Activity
Search the records for the string "green" and copy every line where it turns up.

* * * * *

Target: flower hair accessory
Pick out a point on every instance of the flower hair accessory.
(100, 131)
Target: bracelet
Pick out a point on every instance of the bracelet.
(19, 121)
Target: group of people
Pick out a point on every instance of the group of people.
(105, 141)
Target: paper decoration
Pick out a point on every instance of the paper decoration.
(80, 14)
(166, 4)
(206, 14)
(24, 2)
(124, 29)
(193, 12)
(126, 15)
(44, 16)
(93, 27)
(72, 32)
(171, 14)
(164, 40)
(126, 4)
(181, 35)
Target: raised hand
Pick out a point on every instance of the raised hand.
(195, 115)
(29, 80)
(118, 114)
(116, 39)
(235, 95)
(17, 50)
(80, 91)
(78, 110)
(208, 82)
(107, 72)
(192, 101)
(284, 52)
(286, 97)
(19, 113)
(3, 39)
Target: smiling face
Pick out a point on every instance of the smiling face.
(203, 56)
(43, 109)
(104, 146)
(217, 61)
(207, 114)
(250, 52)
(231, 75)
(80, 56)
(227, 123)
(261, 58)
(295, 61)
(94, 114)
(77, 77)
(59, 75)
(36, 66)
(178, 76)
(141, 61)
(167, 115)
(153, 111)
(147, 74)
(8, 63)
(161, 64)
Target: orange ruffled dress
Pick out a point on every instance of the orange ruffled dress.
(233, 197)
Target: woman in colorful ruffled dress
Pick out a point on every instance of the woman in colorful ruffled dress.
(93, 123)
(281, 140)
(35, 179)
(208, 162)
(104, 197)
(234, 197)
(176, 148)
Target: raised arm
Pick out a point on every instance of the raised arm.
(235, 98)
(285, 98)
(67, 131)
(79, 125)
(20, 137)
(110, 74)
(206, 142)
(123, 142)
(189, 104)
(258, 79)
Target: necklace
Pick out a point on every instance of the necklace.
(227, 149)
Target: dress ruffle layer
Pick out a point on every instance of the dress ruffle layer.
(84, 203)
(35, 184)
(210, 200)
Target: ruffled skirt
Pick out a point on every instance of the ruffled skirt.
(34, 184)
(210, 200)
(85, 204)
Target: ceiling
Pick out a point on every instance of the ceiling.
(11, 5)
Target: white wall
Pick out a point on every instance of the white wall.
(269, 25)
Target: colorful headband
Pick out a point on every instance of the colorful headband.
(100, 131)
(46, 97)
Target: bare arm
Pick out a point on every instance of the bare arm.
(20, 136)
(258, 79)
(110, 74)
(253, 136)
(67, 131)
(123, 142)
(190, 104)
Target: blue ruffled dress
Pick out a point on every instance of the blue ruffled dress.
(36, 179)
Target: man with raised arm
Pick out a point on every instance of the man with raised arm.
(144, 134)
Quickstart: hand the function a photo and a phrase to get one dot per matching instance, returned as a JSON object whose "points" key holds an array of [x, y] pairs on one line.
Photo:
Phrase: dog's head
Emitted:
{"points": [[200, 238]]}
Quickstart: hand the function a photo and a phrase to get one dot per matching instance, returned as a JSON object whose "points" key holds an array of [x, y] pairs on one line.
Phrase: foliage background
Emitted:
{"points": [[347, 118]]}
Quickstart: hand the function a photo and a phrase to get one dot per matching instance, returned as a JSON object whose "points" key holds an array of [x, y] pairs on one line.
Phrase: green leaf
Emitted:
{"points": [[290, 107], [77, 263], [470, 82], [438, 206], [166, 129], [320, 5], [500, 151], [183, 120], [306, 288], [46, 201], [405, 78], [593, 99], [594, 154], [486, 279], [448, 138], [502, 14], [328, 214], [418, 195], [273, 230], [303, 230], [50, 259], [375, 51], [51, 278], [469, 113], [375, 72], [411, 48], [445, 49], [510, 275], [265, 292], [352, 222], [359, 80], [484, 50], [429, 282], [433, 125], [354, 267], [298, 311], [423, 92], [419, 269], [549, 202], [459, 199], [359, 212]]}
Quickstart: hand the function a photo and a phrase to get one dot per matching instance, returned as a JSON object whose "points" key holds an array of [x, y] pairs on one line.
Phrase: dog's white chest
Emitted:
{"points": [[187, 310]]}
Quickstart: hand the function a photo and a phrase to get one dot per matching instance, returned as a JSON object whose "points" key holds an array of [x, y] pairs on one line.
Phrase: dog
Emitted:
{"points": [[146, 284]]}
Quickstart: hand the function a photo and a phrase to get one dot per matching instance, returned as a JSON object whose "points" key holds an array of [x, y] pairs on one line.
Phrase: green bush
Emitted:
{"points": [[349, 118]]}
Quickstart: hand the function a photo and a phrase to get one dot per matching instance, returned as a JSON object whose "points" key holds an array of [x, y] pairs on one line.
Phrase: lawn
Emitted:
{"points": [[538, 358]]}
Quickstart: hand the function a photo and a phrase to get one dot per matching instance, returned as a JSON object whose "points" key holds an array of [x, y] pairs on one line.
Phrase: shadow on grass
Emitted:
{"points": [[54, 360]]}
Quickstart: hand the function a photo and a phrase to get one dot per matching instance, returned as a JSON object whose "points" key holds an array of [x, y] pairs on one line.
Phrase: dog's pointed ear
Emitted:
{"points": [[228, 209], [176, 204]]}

* * * * *

Output for this task
Phrase: green leaf
Phrase: green bush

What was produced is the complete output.